▶ [AIM OF THE EXERCISE]: Omitting all pictures, print the lines of the listing from the one containing "Annotation task — locate each instance of the crowd" through the final line, both ends included, with no other text.

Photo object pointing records
------------------------------------------------

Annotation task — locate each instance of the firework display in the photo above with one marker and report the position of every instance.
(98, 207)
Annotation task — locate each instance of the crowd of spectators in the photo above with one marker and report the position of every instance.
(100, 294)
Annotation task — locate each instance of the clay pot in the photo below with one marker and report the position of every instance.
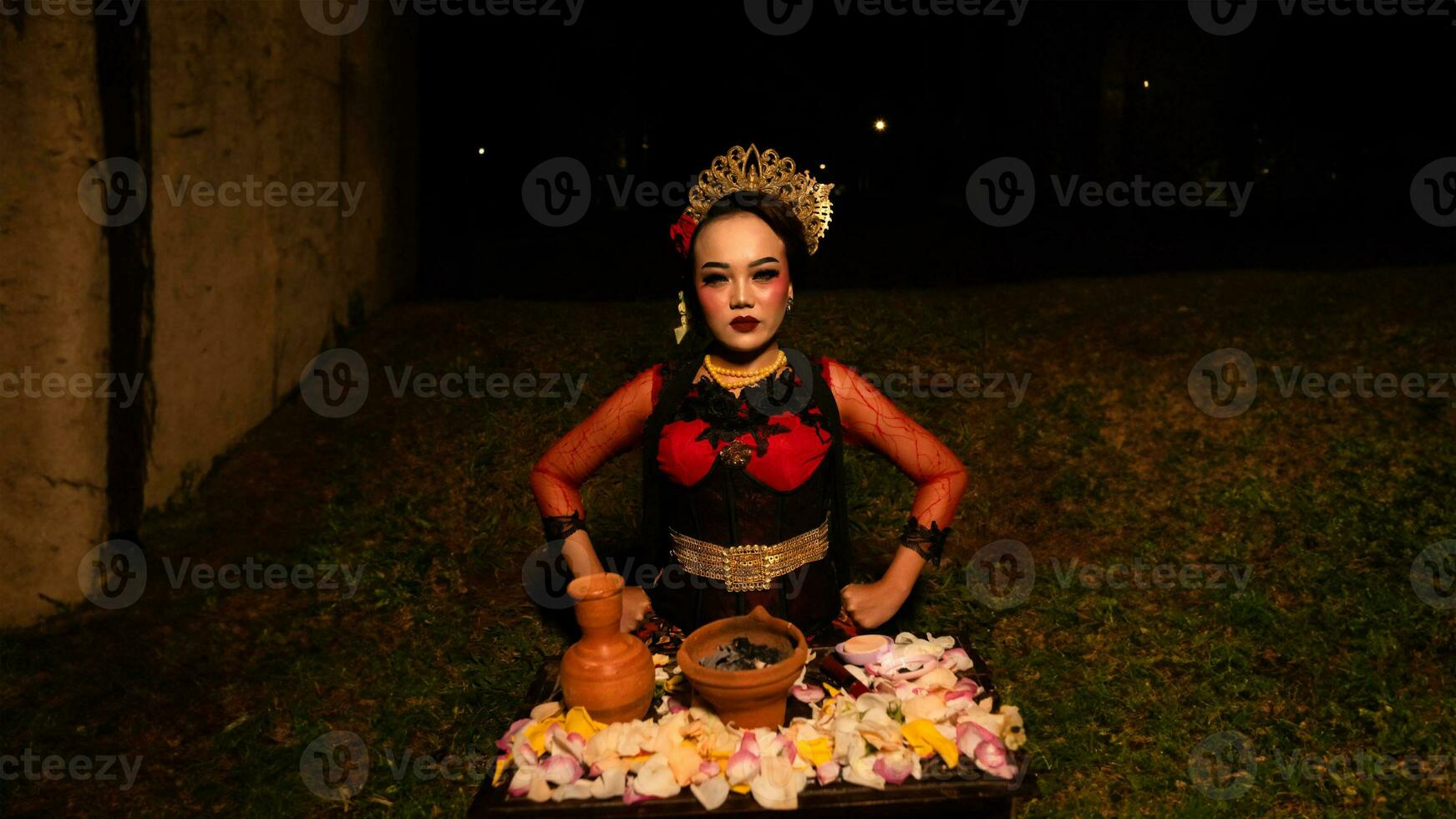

------------------------------------------------

▶ [COMPLETE ANSWER]:
Annotation task — locate each instance of the crowd of spectators in the photo above with one marker and report the position of every instance.
(100, 294)
Annotation task — locate each instance of the clay pot in the photo below with one marker and report the position of every instance.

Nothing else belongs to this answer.